• **EXERCISE**:
List every species the bumblebee text names as similar enough to Bombus vagans to be confused with it.

• **READING TEXT**:
——

Bombus vagans is a common species of bumblebee with a medium-length tongue. The head, thorax and first two segments of the abdomen are yellow, while the rest of the abdomen is black. The face has a mixture of yellow and black hair,s and the thorax is densely clad in shaggy yellow hair except for a smooth central portion which is bare and shiny. The first two abdominal segments bear yellow hairs, and the remainder of the abdomen is clad in black hairs. The underside of this bee and the legs are black. Similar species with which it can be confused include Bombus sandersoni (which is slightly smaller), Bombus perplexus, Bombus impatiens and Bombus affinis.

==Behavior==
This bee comes out from hibernation quite late in the year, with the first queens being seen in early May in Maine, and workers being on the wing from June to August. but in more southerly locations, it may be seen a month earlier than this. The queen favors apple and plum blossom while the workers appreciate red clover, Penstemon, Asclepias (milkweed), Cirsium (thistle), Eupatorium and Spiraea (meadowsweet). Unlike most other bumblebee species in the region, it forages in shady forest habitats. Drones are often seen late in the season on aster and goldenrod.

Nests are usually located on the ground surface or in underground holes, and at their peak, the colony may have approximately seventy workers. The nest is sometimes parasitized by the cuckoo bumblebee Bombus citrinus. The parasitic protozoon Apicystis bombi sometimes parasitizes this species.

——

Point localization data:
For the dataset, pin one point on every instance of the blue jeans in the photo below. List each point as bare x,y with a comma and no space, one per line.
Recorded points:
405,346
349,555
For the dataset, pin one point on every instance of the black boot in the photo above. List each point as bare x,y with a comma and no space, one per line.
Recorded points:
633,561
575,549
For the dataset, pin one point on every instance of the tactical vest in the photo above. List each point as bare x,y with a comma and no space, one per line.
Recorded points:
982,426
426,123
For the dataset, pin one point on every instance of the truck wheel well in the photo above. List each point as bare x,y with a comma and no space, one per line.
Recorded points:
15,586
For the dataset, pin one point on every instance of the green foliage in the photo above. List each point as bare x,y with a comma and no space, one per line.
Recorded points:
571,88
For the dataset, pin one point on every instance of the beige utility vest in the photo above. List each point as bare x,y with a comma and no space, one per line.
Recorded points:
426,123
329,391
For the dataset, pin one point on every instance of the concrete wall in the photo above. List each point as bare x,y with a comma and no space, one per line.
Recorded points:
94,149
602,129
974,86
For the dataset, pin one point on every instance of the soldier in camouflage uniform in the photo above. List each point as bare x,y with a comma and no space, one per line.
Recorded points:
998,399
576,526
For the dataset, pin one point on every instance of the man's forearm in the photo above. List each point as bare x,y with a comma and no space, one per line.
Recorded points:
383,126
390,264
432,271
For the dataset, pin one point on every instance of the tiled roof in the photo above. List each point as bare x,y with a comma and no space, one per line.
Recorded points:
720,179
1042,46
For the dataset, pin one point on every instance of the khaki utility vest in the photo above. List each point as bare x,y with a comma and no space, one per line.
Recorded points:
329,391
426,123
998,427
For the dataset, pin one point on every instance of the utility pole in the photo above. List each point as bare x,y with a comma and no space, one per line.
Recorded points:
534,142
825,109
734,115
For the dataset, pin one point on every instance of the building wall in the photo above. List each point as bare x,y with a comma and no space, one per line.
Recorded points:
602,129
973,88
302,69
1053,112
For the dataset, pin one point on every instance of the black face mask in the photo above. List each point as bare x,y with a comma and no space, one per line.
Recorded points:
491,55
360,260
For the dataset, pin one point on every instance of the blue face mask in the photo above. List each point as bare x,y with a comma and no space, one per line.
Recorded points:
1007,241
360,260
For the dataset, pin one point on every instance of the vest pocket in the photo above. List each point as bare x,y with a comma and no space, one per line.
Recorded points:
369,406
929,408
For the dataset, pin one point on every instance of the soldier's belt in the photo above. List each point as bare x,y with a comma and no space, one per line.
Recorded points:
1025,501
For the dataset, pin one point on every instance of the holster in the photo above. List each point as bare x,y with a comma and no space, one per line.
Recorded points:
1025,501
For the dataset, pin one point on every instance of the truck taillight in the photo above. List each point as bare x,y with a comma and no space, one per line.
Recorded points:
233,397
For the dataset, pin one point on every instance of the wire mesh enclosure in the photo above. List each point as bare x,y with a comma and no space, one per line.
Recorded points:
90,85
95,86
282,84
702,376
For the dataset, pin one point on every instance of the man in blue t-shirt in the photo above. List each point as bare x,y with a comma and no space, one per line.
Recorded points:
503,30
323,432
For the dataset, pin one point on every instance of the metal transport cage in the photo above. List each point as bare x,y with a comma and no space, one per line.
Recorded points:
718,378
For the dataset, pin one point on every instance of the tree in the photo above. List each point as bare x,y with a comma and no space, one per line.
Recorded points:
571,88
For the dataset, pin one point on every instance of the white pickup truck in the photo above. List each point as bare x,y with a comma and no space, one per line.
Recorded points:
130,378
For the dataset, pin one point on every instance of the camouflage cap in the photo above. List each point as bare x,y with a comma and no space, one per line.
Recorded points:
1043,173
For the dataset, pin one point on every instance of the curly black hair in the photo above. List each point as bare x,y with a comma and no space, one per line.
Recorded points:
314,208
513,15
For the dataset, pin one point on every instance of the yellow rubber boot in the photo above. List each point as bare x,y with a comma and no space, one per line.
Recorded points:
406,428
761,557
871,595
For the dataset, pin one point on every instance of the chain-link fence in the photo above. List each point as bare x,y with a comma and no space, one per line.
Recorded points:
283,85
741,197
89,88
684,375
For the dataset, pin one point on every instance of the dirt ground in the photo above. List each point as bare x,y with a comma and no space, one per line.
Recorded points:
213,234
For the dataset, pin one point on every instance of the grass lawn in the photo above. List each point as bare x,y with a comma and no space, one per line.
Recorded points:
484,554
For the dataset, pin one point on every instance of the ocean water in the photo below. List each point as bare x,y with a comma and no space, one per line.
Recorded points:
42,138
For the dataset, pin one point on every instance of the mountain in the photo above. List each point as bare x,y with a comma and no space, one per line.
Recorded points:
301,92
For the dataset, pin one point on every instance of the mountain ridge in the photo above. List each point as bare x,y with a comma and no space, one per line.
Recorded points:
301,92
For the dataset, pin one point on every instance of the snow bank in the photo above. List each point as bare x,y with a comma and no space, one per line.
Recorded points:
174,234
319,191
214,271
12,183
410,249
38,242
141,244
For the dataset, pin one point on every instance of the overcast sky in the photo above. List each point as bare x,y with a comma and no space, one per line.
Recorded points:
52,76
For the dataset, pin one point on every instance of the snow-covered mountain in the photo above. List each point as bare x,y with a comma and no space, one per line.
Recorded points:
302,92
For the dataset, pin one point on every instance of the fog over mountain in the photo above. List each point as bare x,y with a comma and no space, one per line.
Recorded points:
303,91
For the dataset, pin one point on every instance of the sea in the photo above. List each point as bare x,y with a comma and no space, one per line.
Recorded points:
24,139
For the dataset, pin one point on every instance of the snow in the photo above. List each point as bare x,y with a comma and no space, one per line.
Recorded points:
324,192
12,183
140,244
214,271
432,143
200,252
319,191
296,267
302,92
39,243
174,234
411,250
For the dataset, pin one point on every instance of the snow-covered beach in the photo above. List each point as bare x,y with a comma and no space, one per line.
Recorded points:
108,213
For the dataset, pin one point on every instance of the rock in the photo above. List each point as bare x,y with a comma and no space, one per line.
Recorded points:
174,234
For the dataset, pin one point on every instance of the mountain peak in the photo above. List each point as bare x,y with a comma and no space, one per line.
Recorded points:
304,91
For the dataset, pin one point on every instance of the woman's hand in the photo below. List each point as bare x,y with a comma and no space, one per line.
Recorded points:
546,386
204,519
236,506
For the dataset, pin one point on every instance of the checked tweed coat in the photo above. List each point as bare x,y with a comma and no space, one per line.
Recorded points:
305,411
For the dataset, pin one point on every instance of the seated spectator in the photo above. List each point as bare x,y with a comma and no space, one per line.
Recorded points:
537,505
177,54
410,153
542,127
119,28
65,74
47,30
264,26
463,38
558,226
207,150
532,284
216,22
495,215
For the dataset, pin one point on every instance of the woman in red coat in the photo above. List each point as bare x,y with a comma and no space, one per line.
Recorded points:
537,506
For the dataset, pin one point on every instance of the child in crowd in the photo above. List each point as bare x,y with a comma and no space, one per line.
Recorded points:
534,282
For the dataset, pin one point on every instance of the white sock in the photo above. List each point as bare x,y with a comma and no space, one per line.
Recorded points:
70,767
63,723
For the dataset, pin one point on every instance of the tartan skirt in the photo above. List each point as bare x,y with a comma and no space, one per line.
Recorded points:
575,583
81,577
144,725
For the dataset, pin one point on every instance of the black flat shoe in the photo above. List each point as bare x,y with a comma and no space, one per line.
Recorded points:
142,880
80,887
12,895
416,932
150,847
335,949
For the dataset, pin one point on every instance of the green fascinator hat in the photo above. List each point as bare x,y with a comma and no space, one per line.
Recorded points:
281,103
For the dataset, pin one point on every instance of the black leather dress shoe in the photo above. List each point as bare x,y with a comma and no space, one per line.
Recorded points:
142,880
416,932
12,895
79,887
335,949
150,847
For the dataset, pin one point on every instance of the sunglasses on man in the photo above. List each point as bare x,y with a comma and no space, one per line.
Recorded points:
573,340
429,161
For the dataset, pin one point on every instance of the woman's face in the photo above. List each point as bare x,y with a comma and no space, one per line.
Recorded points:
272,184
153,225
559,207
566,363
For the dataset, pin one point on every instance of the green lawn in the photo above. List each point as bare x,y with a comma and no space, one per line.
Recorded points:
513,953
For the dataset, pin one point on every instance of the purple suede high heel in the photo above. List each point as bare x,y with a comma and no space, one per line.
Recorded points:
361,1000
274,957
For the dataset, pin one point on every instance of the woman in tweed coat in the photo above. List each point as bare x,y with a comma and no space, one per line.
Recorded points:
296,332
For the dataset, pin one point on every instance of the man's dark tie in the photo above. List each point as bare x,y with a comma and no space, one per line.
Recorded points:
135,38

——

• **YOUR RESPONSE**:
Bombus sandersoni, Bombus perplexus, Bombus impatiens, Bombus affinis